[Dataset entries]
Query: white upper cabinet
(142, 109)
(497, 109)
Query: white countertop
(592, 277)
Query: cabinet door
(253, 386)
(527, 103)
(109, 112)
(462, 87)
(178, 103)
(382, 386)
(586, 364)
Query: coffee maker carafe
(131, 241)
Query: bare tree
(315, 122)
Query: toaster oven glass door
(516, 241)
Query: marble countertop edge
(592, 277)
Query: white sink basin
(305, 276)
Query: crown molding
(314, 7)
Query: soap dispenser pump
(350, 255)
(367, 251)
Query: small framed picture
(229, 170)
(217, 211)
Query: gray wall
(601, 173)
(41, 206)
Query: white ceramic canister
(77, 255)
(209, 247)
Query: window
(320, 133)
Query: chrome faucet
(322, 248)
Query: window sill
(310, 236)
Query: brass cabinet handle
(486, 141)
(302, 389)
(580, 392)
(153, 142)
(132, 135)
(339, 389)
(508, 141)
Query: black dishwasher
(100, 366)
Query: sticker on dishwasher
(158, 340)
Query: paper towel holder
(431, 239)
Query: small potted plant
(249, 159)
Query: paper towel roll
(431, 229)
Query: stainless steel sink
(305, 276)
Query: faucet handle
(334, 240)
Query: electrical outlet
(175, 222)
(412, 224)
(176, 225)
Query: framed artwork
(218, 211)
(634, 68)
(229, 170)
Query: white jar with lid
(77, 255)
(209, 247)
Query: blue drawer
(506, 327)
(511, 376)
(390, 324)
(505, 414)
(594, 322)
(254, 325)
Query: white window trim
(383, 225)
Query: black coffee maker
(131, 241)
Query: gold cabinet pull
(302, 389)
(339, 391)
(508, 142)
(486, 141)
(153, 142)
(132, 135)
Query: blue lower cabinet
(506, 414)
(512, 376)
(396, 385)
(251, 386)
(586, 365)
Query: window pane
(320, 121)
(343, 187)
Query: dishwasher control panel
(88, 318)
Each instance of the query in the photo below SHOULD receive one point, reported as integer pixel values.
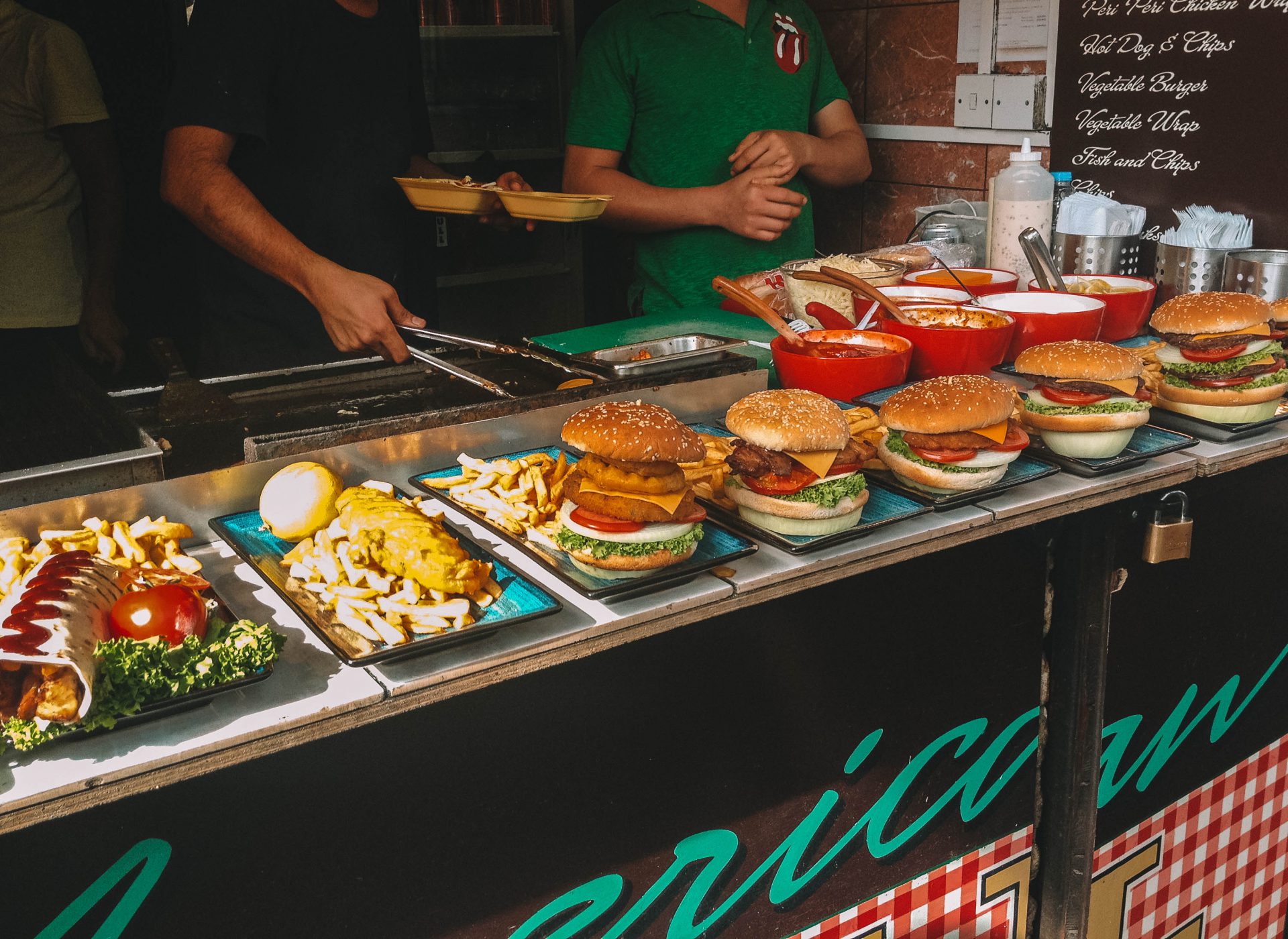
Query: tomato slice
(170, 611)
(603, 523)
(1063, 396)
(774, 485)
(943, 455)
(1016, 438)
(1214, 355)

---

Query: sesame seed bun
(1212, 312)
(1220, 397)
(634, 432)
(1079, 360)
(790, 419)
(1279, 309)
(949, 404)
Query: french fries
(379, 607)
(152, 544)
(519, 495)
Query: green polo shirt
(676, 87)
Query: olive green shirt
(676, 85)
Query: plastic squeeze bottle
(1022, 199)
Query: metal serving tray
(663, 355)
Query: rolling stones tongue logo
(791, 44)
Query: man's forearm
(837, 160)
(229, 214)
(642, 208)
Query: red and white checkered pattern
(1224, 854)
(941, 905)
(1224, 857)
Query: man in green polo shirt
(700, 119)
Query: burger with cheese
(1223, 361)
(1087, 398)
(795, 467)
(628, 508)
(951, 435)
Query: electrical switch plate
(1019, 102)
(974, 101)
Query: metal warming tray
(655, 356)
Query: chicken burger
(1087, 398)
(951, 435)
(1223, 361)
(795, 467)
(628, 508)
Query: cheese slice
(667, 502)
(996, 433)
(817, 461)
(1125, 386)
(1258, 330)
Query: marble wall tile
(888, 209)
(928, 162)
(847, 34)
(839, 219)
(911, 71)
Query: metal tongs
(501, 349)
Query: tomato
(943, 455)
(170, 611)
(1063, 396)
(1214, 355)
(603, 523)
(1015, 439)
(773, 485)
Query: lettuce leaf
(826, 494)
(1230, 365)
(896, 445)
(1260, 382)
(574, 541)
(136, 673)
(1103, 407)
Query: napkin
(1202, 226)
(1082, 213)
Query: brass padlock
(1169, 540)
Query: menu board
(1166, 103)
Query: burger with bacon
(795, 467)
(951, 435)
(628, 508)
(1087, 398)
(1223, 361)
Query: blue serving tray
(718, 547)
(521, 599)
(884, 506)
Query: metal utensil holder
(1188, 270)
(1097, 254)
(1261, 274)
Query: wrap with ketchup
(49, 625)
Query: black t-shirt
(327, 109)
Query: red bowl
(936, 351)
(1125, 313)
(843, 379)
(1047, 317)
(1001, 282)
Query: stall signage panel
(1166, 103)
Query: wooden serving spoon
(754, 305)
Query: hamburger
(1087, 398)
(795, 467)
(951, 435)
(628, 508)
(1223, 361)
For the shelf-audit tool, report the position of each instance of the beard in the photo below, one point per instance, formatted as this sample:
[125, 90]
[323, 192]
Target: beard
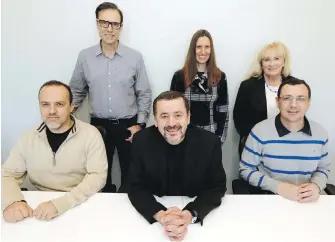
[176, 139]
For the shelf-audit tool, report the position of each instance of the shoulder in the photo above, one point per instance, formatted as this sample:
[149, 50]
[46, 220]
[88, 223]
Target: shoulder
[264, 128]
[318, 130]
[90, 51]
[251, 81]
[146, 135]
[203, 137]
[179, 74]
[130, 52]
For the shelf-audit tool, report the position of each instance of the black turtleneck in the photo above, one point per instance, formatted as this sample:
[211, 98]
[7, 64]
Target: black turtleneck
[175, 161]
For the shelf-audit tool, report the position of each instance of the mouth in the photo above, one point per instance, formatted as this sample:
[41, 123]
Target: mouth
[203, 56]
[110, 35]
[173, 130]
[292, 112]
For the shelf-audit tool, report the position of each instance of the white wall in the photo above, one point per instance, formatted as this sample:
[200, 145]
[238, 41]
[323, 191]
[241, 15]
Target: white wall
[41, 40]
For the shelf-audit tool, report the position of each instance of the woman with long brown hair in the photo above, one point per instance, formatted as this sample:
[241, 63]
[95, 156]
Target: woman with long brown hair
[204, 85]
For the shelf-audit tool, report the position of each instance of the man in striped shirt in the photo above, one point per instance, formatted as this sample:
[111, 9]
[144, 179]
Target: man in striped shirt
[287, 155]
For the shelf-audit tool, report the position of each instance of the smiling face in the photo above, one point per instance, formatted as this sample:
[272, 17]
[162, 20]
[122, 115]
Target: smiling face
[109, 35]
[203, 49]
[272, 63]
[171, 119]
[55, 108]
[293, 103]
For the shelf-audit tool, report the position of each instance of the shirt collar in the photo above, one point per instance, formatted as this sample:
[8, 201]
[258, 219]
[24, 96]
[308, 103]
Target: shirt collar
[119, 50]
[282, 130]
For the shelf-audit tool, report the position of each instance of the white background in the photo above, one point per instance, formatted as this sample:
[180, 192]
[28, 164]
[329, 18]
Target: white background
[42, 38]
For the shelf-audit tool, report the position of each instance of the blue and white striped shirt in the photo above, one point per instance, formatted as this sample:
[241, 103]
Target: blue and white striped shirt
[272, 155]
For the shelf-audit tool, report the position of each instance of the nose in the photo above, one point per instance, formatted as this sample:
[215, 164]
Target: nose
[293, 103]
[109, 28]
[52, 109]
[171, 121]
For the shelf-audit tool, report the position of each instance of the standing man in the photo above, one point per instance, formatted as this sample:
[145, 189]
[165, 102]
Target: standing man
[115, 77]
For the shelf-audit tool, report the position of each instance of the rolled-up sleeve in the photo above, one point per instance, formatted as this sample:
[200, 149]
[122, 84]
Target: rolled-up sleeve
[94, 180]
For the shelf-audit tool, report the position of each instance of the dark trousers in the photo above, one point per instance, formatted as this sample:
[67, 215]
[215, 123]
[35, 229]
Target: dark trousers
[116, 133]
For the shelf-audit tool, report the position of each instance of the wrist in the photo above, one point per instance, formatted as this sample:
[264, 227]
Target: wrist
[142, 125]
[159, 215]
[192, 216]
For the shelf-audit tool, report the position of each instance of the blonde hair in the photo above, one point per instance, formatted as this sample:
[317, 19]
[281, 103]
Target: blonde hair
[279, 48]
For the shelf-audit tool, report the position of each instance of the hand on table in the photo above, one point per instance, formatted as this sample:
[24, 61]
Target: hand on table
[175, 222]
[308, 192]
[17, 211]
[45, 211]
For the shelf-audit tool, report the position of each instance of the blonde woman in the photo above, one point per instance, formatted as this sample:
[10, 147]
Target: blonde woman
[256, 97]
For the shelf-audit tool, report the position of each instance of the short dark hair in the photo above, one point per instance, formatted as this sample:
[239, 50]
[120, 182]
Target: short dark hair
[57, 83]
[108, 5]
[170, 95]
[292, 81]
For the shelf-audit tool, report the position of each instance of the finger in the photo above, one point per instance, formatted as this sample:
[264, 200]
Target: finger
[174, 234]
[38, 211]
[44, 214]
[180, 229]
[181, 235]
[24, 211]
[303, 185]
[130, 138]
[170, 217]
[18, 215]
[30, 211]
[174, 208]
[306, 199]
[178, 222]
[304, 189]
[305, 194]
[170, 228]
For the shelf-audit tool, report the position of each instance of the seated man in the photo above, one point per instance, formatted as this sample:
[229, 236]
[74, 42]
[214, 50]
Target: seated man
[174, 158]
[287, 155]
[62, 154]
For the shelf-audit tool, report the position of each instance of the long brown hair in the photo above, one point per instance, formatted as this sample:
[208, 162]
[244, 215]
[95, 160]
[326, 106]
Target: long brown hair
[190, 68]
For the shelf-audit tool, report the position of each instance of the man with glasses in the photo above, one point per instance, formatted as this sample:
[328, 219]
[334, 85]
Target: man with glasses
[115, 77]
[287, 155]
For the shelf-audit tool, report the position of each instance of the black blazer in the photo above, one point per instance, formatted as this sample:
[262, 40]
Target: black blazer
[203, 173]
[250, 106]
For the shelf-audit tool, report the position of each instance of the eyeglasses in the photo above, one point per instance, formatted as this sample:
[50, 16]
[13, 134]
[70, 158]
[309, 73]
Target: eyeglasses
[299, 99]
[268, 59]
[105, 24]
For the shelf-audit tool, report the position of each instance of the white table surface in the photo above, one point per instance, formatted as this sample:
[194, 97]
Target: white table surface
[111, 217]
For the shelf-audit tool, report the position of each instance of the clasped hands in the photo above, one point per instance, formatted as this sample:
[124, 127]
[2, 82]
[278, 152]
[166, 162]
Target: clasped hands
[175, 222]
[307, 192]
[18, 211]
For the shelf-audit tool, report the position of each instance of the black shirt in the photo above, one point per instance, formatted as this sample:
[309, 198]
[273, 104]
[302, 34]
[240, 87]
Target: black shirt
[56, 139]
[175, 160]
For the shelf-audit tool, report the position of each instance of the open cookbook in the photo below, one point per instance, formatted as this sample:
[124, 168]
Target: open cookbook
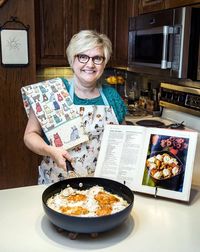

...

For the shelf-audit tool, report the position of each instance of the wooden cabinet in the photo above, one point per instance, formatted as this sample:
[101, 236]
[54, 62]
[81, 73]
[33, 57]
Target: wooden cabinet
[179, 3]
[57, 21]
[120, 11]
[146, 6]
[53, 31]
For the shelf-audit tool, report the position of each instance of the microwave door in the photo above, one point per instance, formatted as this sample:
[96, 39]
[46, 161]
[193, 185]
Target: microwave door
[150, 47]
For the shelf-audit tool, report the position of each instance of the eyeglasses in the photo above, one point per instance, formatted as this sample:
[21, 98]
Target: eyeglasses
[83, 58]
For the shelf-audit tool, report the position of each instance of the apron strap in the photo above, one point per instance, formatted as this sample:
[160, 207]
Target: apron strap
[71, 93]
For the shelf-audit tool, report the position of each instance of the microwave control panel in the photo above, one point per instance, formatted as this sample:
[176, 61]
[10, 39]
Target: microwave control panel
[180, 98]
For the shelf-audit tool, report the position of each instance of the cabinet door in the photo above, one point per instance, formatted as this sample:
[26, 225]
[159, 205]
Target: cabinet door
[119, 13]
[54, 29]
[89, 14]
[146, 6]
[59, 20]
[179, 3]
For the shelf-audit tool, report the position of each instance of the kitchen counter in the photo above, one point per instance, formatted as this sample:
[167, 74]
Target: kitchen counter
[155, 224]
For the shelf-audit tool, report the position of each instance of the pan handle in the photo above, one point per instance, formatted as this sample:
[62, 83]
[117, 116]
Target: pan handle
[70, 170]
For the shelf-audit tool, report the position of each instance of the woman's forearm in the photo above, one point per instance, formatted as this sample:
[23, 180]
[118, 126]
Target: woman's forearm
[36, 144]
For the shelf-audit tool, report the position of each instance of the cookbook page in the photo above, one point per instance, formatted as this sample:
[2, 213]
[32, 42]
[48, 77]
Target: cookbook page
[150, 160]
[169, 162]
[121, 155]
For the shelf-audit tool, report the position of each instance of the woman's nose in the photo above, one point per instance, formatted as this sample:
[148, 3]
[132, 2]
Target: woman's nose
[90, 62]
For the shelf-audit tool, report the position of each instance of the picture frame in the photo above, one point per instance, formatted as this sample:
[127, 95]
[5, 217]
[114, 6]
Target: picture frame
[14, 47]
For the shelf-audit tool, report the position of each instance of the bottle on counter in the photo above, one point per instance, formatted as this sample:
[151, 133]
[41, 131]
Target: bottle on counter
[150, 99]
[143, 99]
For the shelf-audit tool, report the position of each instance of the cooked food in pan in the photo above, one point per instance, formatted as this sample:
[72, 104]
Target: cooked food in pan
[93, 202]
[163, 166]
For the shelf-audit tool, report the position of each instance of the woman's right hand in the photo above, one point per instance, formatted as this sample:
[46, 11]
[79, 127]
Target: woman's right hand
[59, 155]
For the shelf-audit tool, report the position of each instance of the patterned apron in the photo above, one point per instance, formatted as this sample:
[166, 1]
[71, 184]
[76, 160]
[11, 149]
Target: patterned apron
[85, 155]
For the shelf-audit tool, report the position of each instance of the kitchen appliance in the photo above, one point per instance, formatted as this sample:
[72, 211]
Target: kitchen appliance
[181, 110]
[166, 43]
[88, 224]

What you are asked to do: Count every line that holds the word "open" in the entries, and state the result alone.

Exercise response: 2